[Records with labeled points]

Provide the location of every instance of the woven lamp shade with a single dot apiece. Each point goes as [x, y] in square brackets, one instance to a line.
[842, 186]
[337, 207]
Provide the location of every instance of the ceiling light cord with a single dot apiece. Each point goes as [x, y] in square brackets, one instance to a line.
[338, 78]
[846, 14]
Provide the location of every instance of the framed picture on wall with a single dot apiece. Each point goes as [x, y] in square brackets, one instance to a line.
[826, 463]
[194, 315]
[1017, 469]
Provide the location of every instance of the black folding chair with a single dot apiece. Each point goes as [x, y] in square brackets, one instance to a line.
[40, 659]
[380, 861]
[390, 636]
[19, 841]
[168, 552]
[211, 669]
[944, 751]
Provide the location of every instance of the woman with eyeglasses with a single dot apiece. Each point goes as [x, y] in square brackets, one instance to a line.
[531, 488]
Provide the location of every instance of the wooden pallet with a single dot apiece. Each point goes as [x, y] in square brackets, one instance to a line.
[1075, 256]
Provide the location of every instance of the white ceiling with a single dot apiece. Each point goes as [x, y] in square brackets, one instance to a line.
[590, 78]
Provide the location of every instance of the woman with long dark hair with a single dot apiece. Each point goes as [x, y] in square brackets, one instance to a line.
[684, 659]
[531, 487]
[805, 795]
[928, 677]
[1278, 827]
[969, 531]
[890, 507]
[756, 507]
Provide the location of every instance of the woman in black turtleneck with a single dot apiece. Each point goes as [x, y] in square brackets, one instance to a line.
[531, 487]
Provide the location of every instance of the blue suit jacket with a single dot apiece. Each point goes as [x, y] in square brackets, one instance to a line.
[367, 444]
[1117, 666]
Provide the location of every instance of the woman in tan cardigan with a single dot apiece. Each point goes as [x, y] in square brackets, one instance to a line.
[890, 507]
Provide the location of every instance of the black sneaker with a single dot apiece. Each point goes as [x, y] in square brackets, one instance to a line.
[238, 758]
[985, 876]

## Goal
Please copy out every one of the records above word for word, leaving nothing out.

## Exercise result
Provide the location of every instance of the woven lamp shade with a single dot apiece. Each point goes as [x, y] in square brackets, one instance to a line.
[842, 186]
[337, 207]
Provide the location of every instance of the ceiling light cord with a single dot apiece. Each point goes as [x, y] in square brackets, one instance to a line.
[338, 78]
[846, 14]
Provide the location of every instance of the framed picture on wall with a single dot apiece. Each point goes as [x, y] in square brackets, one instance to a line.
[826, 463]
[194, 315]
[1017, 469]
Provide the location of every instance of the black folding chair with a single dot apiece. Each point goes as [x, y] in square brackets, one instance to a line.
[40, 659]
[380, 861]
[390, 636]
[19, 841]
[168, 552]
[211, 669]
[944, 751]
Provide the location of every instance of the woman with eyeglasses with a single dot apiece. Each point goes as [x, y] in square brackets, one instance to a line.
[531, 488]
Provide the location of every instance of the wooden pallet with a single dot apiece. Each point goes as [x, y] in square brackets, one instance to a line.
[1075, 256]
Provide the location of every instance of the white ceiling with a single dot apiece. Each point goes as [x, y] in square brackets, one instance to a line.
[590, 78]
Provide the location of every instance of the woman with long dark hair with a single dot apiece. Each point goes as [x, y] in square brackets, one instance to a line.
[684, 659]
[531, 487]
[805, 795]
[928, 677]
[1278, 827]
[969, 531]
[890, 507]
[756, 507]
Provide the location of every instance of the woman in black turtleneck with a single dot apiece. Each point goes as [x, y] in square brackets, one instance to a line.
[531, 487]
Provide the location of every instance of the blue suit jacket with a single dot apiece. Each point goes as [x, y] in square brackets, one instance to a line.
[367, 444]
[1117, 666]
Provide the location of every instance of the woman in tan cardigan with a single dot apiece. Each point goes as [x, y] in square brackets, one instance to a line.
[890, 507]
Provide the location of every instance of the black sneaker with a single dot apiece. Each point goes as [x, y] in square brackets, one instance to a line.
[238, 758]
[985, 876]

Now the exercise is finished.